▸ Exercise objective:
Rewrite the records below, replacing "innermost point" with "center point" wherever it occurs and leaving everything else unchanged.

▸ Data entries:
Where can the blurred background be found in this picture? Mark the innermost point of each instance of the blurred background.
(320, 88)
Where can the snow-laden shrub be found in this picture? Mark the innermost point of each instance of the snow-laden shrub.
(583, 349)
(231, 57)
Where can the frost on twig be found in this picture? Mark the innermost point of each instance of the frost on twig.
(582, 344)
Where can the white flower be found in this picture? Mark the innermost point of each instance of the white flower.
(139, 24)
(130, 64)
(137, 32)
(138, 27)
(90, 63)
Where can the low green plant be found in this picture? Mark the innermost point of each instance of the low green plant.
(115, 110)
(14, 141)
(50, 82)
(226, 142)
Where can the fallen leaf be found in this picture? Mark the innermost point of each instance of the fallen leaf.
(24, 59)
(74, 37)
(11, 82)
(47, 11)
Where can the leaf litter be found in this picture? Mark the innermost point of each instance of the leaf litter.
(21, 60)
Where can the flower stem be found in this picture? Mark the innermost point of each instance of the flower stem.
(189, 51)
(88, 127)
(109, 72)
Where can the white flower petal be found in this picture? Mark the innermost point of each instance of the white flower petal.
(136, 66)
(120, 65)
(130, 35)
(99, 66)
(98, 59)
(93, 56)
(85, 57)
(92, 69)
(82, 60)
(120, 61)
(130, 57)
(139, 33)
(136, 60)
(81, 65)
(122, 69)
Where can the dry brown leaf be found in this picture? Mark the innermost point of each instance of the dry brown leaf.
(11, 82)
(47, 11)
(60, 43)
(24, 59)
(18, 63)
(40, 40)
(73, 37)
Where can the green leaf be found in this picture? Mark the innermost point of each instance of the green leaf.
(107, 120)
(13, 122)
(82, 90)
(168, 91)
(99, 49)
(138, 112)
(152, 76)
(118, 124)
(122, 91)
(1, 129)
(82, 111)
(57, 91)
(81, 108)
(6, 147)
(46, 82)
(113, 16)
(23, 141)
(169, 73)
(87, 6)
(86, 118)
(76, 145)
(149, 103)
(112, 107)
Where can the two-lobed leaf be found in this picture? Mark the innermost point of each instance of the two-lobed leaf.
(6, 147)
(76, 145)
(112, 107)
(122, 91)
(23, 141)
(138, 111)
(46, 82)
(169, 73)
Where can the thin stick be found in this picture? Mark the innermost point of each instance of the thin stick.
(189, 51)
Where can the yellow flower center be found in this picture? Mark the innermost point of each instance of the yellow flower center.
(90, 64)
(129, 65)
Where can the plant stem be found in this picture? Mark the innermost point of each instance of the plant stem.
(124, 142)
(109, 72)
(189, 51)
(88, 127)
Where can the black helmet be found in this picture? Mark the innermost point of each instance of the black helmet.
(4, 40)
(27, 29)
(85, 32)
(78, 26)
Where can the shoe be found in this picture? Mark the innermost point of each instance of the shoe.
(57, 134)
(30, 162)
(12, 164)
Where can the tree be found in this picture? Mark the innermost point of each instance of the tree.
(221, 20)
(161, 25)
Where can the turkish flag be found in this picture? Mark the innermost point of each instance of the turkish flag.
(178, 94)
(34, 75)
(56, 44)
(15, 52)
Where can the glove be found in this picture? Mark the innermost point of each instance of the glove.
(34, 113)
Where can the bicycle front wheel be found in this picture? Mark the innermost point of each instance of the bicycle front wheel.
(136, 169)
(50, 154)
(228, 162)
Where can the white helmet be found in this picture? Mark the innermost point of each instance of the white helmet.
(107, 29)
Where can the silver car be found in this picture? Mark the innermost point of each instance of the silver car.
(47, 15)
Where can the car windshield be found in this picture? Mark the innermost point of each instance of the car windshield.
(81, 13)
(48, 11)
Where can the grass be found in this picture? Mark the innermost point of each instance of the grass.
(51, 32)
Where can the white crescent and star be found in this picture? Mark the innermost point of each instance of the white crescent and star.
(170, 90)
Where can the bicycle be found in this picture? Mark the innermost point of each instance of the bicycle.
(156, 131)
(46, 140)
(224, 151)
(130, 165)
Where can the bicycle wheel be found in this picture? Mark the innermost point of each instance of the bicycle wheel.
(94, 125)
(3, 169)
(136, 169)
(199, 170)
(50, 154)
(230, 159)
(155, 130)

▸ Written answer:
Where can the blurred background be found in this picture? Mark the center point of each instance of the blurred background.
(320, 88)
Where can the snow-laden shrub be found in this picture? Mark the center point of each instance of the snow-laden shrub.
(583, 349)
(231, 57)
Where can the frost on twig be found in this picture? Mark the center point of each instance of the frost on twig.
(582, 344)
Where can the white flower be found in this picture? Mark the center point of each instance of the white flower.
(139, 24)
(130, 64)
(137, 32)
(138, 27)
(90, 63)
Where can the low green plant be found in this picture? Mark the center point of each instance of the low green plant.
(115, 110)
(14, 141)
(50, 82)
(226, 142)
Where can the fallen leaf be found in this picture? Mark the center point of each instance of the fallen leaf.
(24, 59)
(74, 37)
(11, 82)
(47, 11)
Where can the leaf litter be found in this picture? Mark the center point of each instance of the leaf litter.
(21, 60)
Where can the flower stem be found in this picture? Mark the center point of each instance of the flower stem.
(189, 51)
(88, 127)
(109, 72)
Where can the white flower petal be found in this picture? Mark the center point of each instance of the white flower petal.
(136, 66)
(120, 65)
(130, 35)
(99, 66)
(98, 59)
(93, 56)
(85, 57)
(92, 69)
(82, 60)
(120, 61)
(130, 57)
(139, 33)
(136, 60)
(81, 65)
(122, 69)
Where can the dry brown leaf be found in this picture? Mark the center point of each instance of the dry brown leaf.
(11, 82)
(47, 11)
(60, 43)
(24, 59)
(18, 63)
(40, 40)
(73, 37)
Where can the green leaf be found in this picture? Mark the center point of each instance of the green leaf.
(107, 120)
(13, 122)
(82, 90)
(168, 91)
(99, 49)
(138, 112)
(152, 76)
(118, 124)
(122, 91)
(1, 129)
(82, 111)
(57, 91)
(81, 108)
(6, 147)
(46, 82)
(113, 16)
(23, 141)
(169, 73)
(87, 6)
(86, 118)
(76, 145)
(149, 103)
(112, 107)
Where can the two-lobed leaf be found in this picture? Mark the center point of each instance of the two-lobed leaf.
(6, 147)
(76, 145)
(112, 107)
(122, 91)
(23, 141)
(138, 111)
(46, 82)
(169, 73)
Where can the thin stick be found in this picture? Mark the center point of each instance of the thin stick.
(189, 51)
Where can the yellow flower center be found in this picture? Mark the center point of each instance of the yellow flower center.
(90, 64)
(129, 65)
Where can the plant stem be found in this picture? Mark the center point of each instance of the plant stem.
(124, 142)
(109, 72)
(189, 51)
(88, 127)
Where can the black helmet be found in this picture? Mark the center point of each instance of the black helmet.
(4, 40)
(27, 29)
(85, 32)
(78, 26)
Where can the shoe be found in this picture? Mark the center point of each instance of the shoe.
(57, 134)
(30, 162)
(12, 164)
Where can the tree be found in this picture? Mark the center point of each instance of the tree.
(221, 20)
(161, 25)
Where can the turkish flag be found in this picture? Mark the center point of each instance of the turkish flag.
(178, 94)
(34, 75)
(56, 44)
(15, 52)
Where can the glove be found in this picture? Mark the center point of each instance of the glove.
(34, 113)
Where can the bicycle front wheel be found in this picture? Mark the center point of each instance of the bicycle front wheel.
(136, 169)
(50, 154)
(228, 162)
Where can the white helmet be found in this picture? Mark the center point of each instance of the white helmet.
(107, 29)
Where can the silver car be found in this picture? Mark the center point of each instance of the silver car.
(47, 15)
Where can the car windshield be found in this picture? Mark the center point of each instance of the car windshield.
(81, 13)
(48, 11)
Where can the grass be found in this picture? Mark the center point of each instance of the grass.
(51, 32)
Where can the white crescent and star be found in this picture? Mark the center point of each instance of the white crescent and star.
(170, 90)
Where can the bicycle be found in this picture? Mark the center point of each instance of the bicycle.
(156, 131)
(46, 140)
(224, 151)
(130, 165)
Where can the bicycle wheel be found in this picture? Mark the center point of each instance of the bicycle wheel.
(94, 125)
(3, 169)
(136, 169)
(199, 170)
(50, 154)
(230, 159)
(155, 130)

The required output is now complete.